» **Aufgabenstellung**
Schreiben Sie das Interview mit dem Illustrator Niemann über Neuanfänge und Herausforderungen für Gestalter im Anschluss an seine letzte Antwort weiter.

» **Zitierter Textauszug**

═══

Das ist auch ein Grund, warum der erfolgreiche Illustrator mit seiner Familie von New York City nach Berlin zog. »Veränderungen erzeugen eine enorme Energie«, sagt Niemann. Wir sprachen mit ihm über Neuanfänge und andere Herausforderungen für heutige Gestalter.

PAGE: Warum haben Sie New York verlassen?

Niemann: In New York ist alles auf Kante geplant. Das ist toll, wenn man ein Buch produziert und klar ist, dass alle Deadlines eingehalten werden müssen. Gleichzeitig schränkt das aber freies Arbeiten ein. Oft entstehen tolle Arbeiten erst durch Umwege – und die kann man sich bei engen Zeitplänen nicht leisten. Mein Buch »Abstract City« über New York habe ich zum Beispiel komplett in Berlin gemacht.

Wird es ein solches Buch bald auch über Berlin geben?

So bald sicher nicht. Ich muss erst wieder neue Geschichten und Erfahrungen sammeln, meinen Kopf wieder auffüllen. Deshalb bin ich auch umgezogen.

Sie sind häufig Protagonist Ihrer Illustrationen. Fällt es Ihnen schwer, sich selbst zu zeichnen?

Überhaupt nicht. Ich habe anhand von Selbstporträts gelernt, Gesichter zu zeichnen. Wenn ich eine Person zeichne, sieht sie meistens aus wie ich. Die Selbstporträts haben auch den Grund, dass es leichter ist, sich über sich selbst lustig zu machen. Ich möchte nicht mit dem Finger auf Leute zeigen, die sich im Flugzeug daneben benehmen, sondern meine eigenen Erfahrungen schildern. Im besten Fall erkennen sich die Menschen darin wieder und können auch über sich selbst lachen.

Zu Beginn Ihres Studiums wollten Sie die volle Bandbreite Ihres zeichnerischen Könnens ausspielen. Wie schwer war es für Sie, sich auf den reduzierten Stil zu konzentrieren, für den Sie heute berühmt sind?

Als mein Professor mir sagte, mein Portfolio sei Mist und wahre Stärke entstünde durch Reduktion, hat das mein Weltbild zerstört. Aber ich habe mich dennoch entschieden, weiter zu machen und schließlich meinen Stil gefunden. Heute reizt es mich, aus wenig viel zu machen. Visuelle Orchester dienen oft dazu, eine schlechte Idee zu verstecken. Es ist wie im Film: Explosionen und Visual Effects können sehr beeindruckend sein – aber wenn die Idee dahinter schlecht ist, sind es nur leere Effekte.

═══

» **Inhalt des Datensatzes**

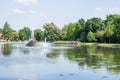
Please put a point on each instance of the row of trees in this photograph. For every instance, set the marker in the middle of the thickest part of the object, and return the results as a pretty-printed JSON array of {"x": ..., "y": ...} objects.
[{"x": 92, "y": 30}]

═══

» **Endgültige Antwort**
In letzter Zeit haben Sie auch Animationsvideos gemacht – etwa für Google (You and Your Browser) und für Ihre Kolumne in der New York Times (Tribute to Maurice Sendak) – und sogar eine eigene App (Petting Zoo). Wie wichtig ist es für einen Gestalter, neue Technologien kennenzulernen?

Die App ist als freies Projekt entstanden. Als ich mit der Idee, wie das Ganze aussehen und funktionieren sollte, zu professionellen Programmierern gegangen bin, haben mir alle gesagt: »Das geht so nicht. Du musst ein Video machen.« Daraufhin habe ich mich selbst in die Technik reingestürzt, was wirklich nicht leicht war. Nach etwas sechs Monaten hatte ich es endlich geschafft, eine erste Animation so zu coden, wie ich es mir vorstellte. Als ich damit zu den Programmierern ging und mit den entsprechenden Fachtermini argumentieren konnte, hieß es plötzlich: »Kein Problem, das machen wir für dich.«

Interessant. Eigentlich sollen Programmierer ja die Lösungen finden, um visuelle Ideen umzusetzen.

Zumindest ich habe es nicht so erlebt. Wir als Designer müssen auf die Ingenieure eingehen – nicht andersherum. So ist nun mal die Hierarchie. Wir müssen zumindest ein Stück weit ihre Sprache beherrschen, damit sie verstehen können, was wir wollen. Außerdem ist es unglaublich hilfreich, die Parameter zu kennen, um zu wissen, was möglich ist – und was eben nicht. Wenn man mit dieser Denke an Projekte herangeht, tun sich ganz neue kreative Möglichkeiten auf. So war es zum Beispiel bei »Der Fluch von Maracana«, meinem interaktiven Essay für die New York Times über die Fußball-Weltmeisterschaft. Das ist ein ganz neues Format, für das ich tief in die Technik einsteigen musste.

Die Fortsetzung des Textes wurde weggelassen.